* [Task details]:
Go through the lines below and tally each one holding "light". Write only the total.

Collected data entries:

========

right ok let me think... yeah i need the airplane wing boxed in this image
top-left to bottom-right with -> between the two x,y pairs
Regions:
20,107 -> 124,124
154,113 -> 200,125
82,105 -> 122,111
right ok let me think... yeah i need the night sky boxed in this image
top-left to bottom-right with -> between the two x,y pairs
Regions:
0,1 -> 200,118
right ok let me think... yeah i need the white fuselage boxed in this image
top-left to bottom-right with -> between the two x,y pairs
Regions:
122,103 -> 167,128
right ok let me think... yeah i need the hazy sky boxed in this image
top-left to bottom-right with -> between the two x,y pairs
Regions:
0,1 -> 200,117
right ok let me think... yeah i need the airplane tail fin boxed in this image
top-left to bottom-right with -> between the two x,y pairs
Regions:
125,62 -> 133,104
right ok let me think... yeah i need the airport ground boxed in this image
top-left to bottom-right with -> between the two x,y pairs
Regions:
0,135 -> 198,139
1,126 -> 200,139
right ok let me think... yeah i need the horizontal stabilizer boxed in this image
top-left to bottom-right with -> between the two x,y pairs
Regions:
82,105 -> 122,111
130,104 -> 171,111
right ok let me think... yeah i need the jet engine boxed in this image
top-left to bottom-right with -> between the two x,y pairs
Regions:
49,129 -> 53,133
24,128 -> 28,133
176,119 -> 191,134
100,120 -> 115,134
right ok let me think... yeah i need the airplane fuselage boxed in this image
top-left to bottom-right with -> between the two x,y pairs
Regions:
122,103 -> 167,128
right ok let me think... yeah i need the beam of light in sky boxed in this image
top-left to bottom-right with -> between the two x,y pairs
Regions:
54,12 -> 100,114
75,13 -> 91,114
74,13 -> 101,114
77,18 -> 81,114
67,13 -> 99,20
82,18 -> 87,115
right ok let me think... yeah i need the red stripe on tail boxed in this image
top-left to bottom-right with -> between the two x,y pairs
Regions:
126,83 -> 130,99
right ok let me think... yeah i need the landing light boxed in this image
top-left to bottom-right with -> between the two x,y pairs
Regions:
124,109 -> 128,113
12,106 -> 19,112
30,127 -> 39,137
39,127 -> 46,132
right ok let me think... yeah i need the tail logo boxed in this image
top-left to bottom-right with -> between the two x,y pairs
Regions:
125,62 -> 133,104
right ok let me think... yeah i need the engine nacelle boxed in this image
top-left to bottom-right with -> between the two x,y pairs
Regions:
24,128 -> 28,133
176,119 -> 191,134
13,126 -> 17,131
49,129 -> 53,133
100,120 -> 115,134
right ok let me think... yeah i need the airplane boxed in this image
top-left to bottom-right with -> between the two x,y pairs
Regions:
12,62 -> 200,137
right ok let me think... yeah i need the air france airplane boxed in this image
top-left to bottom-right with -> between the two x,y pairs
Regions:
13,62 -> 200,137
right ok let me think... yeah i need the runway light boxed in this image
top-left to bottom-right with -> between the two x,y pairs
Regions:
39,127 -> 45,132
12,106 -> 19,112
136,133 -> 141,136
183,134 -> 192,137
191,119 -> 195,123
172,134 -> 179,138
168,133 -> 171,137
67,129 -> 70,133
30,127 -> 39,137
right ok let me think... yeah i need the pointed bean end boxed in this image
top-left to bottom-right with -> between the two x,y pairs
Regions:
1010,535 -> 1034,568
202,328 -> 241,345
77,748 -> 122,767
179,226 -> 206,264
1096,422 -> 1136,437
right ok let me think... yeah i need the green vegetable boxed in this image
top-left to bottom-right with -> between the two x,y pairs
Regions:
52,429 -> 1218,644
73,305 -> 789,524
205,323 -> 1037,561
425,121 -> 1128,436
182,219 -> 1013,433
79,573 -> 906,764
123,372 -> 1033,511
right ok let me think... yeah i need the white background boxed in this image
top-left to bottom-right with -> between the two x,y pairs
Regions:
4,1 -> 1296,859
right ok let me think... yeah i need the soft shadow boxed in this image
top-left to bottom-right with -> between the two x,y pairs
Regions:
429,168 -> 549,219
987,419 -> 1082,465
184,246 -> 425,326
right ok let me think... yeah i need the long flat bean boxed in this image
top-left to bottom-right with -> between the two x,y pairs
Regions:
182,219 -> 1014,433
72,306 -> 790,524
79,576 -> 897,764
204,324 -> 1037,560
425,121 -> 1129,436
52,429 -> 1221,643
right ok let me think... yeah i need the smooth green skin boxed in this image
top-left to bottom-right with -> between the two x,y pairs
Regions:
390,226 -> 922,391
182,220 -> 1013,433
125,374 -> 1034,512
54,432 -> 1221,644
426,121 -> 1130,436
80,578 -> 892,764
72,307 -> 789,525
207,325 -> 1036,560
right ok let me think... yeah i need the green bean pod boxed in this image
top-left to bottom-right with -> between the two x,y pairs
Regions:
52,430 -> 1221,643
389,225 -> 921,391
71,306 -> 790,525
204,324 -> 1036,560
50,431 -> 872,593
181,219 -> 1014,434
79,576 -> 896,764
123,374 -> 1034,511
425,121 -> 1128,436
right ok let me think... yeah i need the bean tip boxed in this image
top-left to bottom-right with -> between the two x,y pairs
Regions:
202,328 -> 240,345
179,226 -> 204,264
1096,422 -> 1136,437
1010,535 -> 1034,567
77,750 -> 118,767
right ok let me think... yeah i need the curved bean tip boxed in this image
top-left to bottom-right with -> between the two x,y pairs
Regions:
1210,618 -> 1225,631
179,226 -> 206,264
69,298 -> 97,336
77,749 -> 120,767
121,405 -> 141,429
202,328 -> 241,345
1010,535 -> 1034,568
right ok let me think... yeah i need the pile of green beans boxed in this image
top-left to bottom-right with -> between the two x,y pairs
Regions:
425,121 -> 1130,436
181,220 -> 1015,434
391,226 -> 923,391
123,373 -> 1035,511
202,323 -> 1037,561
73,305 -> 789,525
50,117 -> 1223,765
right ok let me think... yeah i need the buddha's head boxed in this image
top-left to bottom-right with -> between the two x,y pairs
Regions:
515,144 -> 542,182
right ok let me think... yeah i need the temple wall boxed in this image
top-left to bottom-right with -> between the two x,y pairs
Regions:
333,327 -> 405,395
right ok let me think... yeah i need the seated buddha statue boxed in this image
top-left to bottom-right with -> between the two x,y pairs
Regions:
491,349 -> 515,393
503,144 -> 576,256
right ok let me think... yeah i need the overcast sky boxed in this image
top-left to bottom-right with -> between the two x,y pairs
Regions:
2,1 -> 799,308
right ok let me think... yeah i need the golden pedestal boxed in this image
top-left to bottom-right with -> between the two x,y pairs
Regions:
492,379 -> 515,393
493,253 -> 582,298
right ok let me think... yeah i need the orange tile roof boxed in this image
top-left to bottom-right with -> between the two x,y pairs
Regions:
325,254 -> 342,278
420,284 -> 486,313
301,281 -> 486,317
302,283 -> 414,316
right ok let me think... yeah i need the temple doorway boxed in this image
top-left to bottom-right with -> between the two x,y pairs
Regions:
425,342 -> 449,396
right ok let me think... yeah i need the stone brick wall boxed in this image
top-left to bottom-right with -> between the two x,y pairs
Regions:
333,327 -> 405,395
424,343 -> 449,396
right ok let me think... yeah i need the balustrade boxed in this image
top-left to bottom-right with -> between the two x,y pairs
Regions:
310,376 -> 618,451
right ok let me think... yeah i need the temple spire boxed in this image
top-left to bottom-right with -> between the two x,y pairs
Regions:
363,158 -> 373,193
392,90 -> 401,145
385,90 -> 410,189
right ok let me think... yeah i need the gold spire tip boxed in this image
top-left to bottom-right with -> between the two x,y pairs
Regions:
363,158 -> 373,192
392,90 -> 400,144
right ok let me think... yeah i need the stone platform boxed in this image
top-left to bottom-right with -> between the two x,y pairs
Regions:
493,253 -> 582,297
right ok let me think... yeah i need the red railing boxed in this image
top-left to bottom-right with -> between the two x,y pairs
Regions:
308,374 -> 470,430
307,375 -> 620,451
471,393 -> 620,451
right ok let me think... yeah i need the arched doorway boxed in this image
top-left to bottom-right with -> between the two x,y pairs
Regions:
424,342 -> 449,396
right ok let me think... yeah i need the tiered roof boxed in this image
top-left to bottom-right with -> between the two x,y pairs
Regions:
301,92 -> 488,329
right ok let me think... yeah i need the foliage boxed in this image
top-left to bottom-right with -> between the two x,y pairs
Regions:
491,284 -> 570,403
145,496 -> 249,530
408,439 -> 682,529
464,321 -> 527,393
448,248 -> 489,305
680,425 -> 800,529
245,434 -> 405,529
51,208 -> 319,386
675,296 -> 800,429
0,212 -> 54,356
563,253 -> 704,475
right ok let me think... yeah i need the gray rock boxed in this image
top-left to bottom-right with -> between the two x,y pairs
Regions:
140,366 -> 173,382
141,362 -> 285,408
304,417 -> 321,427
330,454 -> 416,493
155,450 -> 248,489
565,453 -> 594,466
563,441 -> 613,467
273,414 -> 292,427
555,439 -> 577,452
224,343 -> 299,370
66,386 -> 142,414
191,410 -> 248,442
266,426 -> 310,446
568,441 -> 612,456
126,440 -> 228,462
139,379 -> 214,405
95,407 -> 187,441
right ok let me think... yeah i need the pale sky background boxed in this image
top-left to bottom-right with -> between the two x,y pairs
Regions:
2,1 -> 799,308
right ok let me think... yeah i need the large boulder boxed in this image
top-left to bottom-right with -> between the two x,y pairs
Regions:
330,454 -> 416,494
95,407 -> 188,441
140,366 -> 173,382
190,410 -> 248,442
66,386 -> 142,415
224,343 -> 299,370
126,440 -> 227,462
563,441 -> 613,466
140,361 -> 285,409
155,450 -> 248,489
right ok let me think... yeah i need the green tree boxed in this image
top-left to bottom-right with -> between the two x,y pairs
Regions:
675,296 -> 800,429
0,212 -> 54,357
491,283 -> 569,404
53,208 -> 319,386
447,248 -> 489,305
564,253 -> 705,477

========

* [Response to the task]:
3